_Request_. Could you recast all of the material below as a Markdown table with two columns, "Row" and "Material line", numbering each line and omitting blank lines? Leave the pictures out of the table.

______________________________

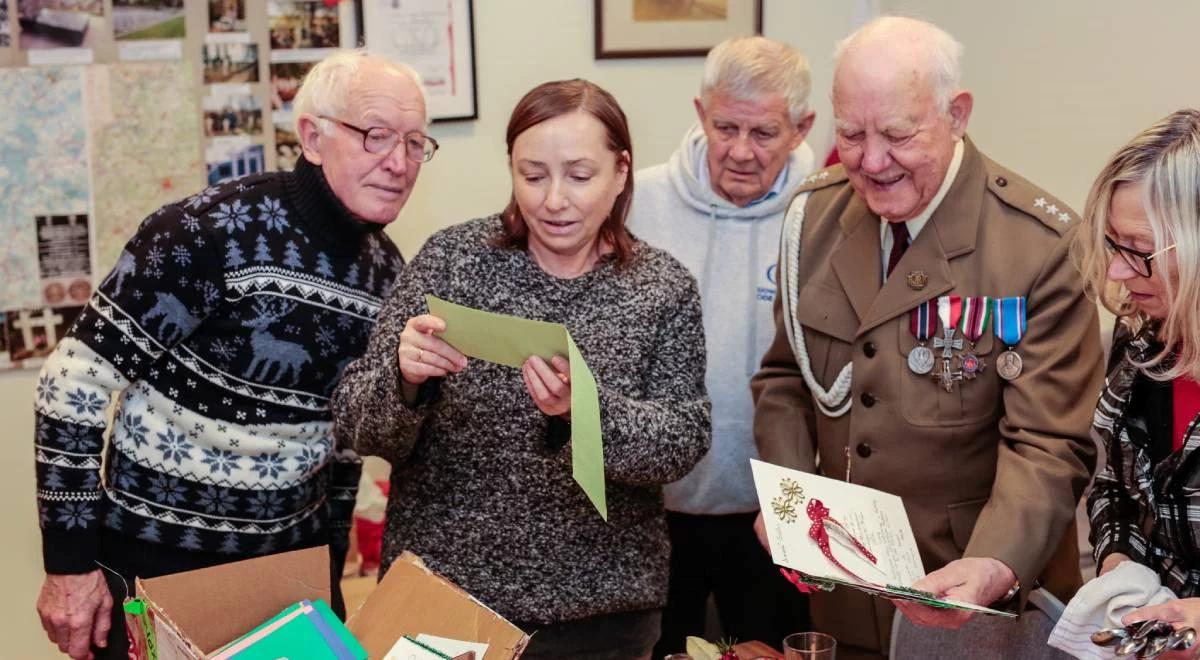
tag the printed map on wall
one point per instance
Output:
(147, 148)
(43, 169)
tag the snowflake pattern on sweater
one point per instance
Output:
(221, 333)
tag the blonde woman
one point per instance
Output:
(1139, 250)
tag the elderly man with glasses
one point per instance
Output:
(221, 333)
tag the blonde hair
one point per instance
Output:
(753, 67)
(1165, 160)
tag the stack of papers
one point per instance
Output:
(306, 629)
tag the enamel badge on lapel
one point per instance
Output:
(917, 280)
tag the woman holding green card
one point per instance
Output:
(481, 484)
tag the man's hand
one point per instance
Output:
(975, 580)
(76, 612)
(1183, 612)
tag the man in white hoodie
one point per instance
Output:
(718, 205)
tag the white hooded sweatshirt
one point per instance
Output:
(732, 252)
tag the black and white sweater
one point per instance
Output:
(223, 330)
(480, 489)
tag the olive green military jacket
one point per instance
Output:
(993, 468)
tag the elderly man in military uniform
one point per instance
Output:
(905, 273)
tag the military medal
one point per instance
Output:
(949, 310)
(923, 324)
(976, 313)
(1009, 324)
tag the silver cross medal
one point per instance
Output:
(946, 377)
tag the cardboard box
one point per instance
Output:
(412, 599)
(195, 613)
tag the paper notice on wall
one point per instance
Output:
(64, 259)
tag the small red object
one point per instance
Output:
(820, 515)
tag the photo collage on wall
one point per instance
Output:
(233, 114)
(111, 117)
(301, 34)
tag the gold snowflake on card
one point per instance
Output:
(792, 490)
(789, 502)
(784, 509)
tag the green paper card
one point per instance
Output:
(510, 341)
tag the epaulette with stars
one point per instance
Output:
(1019, 193)
(822, 178)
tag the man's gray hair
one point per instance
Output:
(753, 67)
(328, 85)
(942, 52)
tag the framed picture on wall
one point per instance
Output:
(671, 28)
(437, 40)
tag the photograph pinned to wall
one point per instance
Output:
(304, 24)
(435, 37)
(64, 258)
(59, 24)
(286, 78)
(229, 159)
(231, 63)
(5, 28)
(232, 114)
(141, 19)
(671, 28)
(227, 16)
(287, 143)
(33, 334)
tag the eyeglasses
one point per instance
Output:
(379, 141)
(1138, 261)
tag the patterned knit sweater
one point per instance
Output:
(222, 331)
(480, 487)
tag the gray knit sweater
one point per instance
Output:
(480, 490)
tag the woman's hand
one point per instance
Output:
(1183, 612)
(1111, 562)
(550, 385)
(423, 355)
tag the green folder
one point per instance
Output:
(307, 629)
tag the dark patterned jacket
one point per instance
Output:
(480, 487)
(221, 331)
(1146, 501)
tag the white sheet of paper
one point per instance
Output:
(876, 519)
(453, 647)
(405, 649)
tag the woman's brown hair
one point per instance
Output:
(556, 99)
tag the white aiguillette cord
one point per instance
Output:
(835, 401)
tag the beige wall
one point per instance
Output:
(1059, 87)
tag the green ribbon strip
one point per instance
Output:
(510, 341)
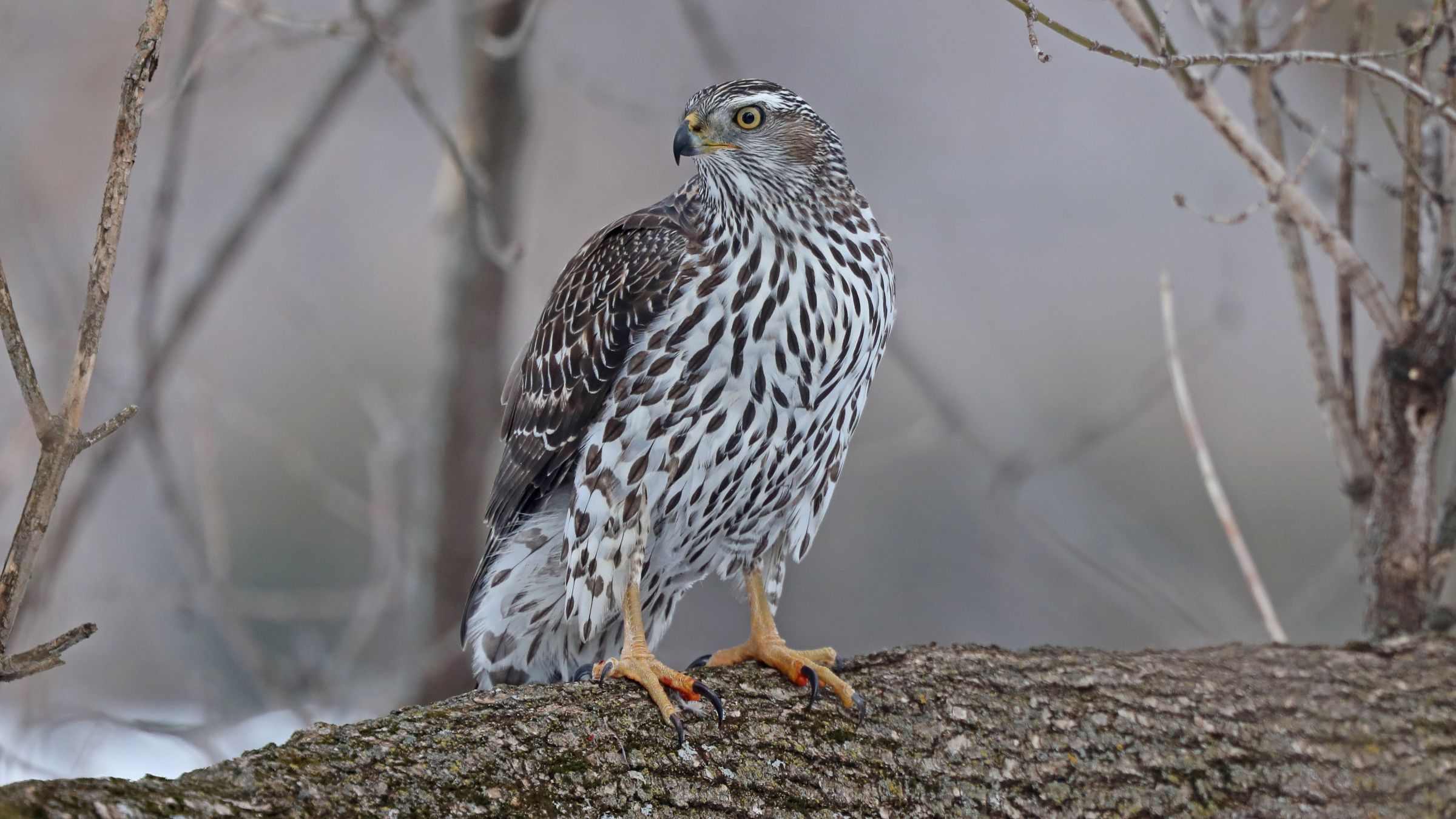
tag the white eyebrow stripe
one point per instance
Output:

______________________________

_Response to the task_.
| Row | Material line |
|---|---|
| 1 | tag the printed map on wall |
| 2 | one point per instance |
| 3 | Output: |
| 4 | (147, 148) |
| 5 | (43, 169) |
| 6 | tag the snowflake pattern on sweater |
| 7 | one point per instance |
| 8 | Output: |
| 9 | (221, 333) |
| 10 | tag the blonde woman |
| 11 | one point per instance |
| 12 | Output: |
| 13 | (1139, 250) |
| 14 | tag the elderly man with glasses |
| 15 | one point per instance |
| 16 | Output: |
| 17 | (221, 333) |
| 18 | tag the blonde hair |
| 19 | one point per instance |
| 20 | Output: |
| 21 | (753, 67) |
| 22 | (1165, 160) |
| 23 | tag the stack of papers |
| 24 | one point per instance |
| 25 | Output: |
| 26 | (306, 629) |
| 27 | tag the enamel badge on lapel |
| 28 | one point per instance |
| 29 | Output: |
| 30 | (917, 280) |
| 31 | tag the woman holding green card |
| 32 | one point per instance |
| 33 | Output: |
| 34 | (481, 484) |
| 35 | tag the man's hand |
| 36 | one point per instance |
| 37 | Output: |
| 38 | (975, 580) |
| 39 | (76, 612) |
| 40 | (1183, 612) |
| 41 | tag the man in white hoodie |
| 42 | one point per instance |
| 43 | Output: |
| 44 | (718, 205) |
| 45 | tag the white hooded sweatshirt |
| 46 | one point per instance |
| 47 | Output: |
| 48 | (732, 252) |
| 49 | tag the black and white sweater |
| 50 | one point per instance |
| 51 | Output: |
| 52 | (223, 330) |
| 53 | (480, 489) |
| 54 | tag the olive green military jacket |
| 55 | one point per instance |
| 56 | Output: |
| 57 | (993, 468) |
| 58 | tag the elderly man in military uniform |
| 59 | one point per instance |
| 60 | Output: |
| 61 | (905, 273) |
| 62 | tag the military medal |
| 63 | one point per instance |
| 64 | Output: |
| 65 | (949, 310) |
| 66 | (923, 324) |
| 67 | (976, 313) |
| 68 | (1009, 324) |
| 69 | tag the silver cross medal |
| 70 | one point per instance |
| 71 | Output: |
| 72 | (946, 377) |
| 73 | tag the cardboard box |
| 74 | one point per instance |
| 75 | Output: |
| 76 | (412, 599) |
| 77 | (195, 613) |
| 78 | tag the paper notice on wall |
| 79 | one point per instance |
| 80 | Output: |
| 81 | (64, 259) |
| 82 | tag the small red object |
| 83 | one point per instance |
| 84 | Output: |
| 85 | (820, 515) |
| 86 | tag the photo collage on wall |
| 87 | one point per instance |
| 88 | Output: |
| 89 | (233, 114) |
| 90 | (111, 117) |
| 91 | (301, 34) |
| 92 | tag the gold snowflake on card |
| 93 | one point per instance |
| 94 | Output: |
| 95 | (792, 490) |
| 96 | (789, 502) |
| 97 | (784, 509) |
| 98 | tag the green paper card |
| 99 | one point per instance |
| 100 | Output: |
| 101 | (510, 341) |
| 102 | tag the epaulette with stars |
| 103 | one point per instance |
| 104 | Output: |
| 105 | (1019, 193) |
| 106 | (822, 178) |
| 107 | tag the man's gray hair |
| 108 | one point per instance |
| 109 | Output: |
| 110 | (753, 67) |
| 111 | (328, 85) |
| 112 | (942, 52) |
| 113 | tag the framed picture on wall |
| 114 | one point per instance |
| 115 | Output: |
| 116 | (671, 28) |
| 117 | (437, 40) |
| 118 | tag the photograph pinned to wall |
| 119 | one point per instance |
| 120 | Output: |
| 121 | (304, 24) |
| 122 | (435, 37) |
| 123 | (64, 258) |
| 124 | (59, 24) |
| 125 | (286, 78) |
| 126 | (229, 159) |
| 127 | (231, 63) |
| 128 | (5, 28) |
| 129 | (232, 114) |
| 130 | (141, 19) |
| 131 | (671, 28) |
| 132 | (227, 16) |
| 133 | (287, 143) |
| 134 | (33, 334) |
| 135 | tag the eyeglasses |
| 136 | one point per instance |
| 137 | Output: |
| 138 | (379, 141) |
| 139 | (1138, 261) |
| 140 | tag the patterned knit sweater |
| 141 | one point per instance |
| 142 | Output: |
| 143 | (222, 331) |
| 144 | (480, 487) |
| 145 | tag the gray knit sweater |
| 146 | one point per instance |
| 147 | Output: |
| 148 | (480, 490) |
| 149 | tag the woman's hand |
| 150 | one point per instance |
| 151 | Output: |
| 152 | (1183, 612) |
| 153 | (1111, 562) |
| 154 | (550, 385) |
| 155 | (423, 355) |
| 156 | tag the green folder |
| 157 | one point per instance |
| 158 | Output: |
| 159 | (307, 629) |
| 160 | tag the dark patterned jacket |
| 161 | one point per instance |
| 162 | Output: |
| 163 | (480, 487) |
| 164 | (221, 331) |
| 165 | (1146, 501) |
| 166 | tag the white sheet of paper |
| 167 | one point per instance |
| 168 | Output: |
| 169 | (876, 519) |
| 170 | (453, 647) |
| 171 | (405, 649) |
| 172 | tag the woman's brown hair |
| 173 | one point per instance |
| 174 | Output: |
| 175 | (556, 99) |
| 176 | tag the white aiguillette cord |
| 177 | one point per instance |
| 178 | Output: |
| 179 | (835, 401) |
| 180 | tag the beige wall |
| 181 | one point per instance |
| 182 | Output: |
| 183 | (1059, 87) |
| 184 | tag the green ribbon strip |
| 185 | one point per instance |
| 186 | Output: |
| 187 | (510, 341) |
| 188 | tag the white eyebrow stripe |
| 189 | one point per instance |
| 190 | Output: |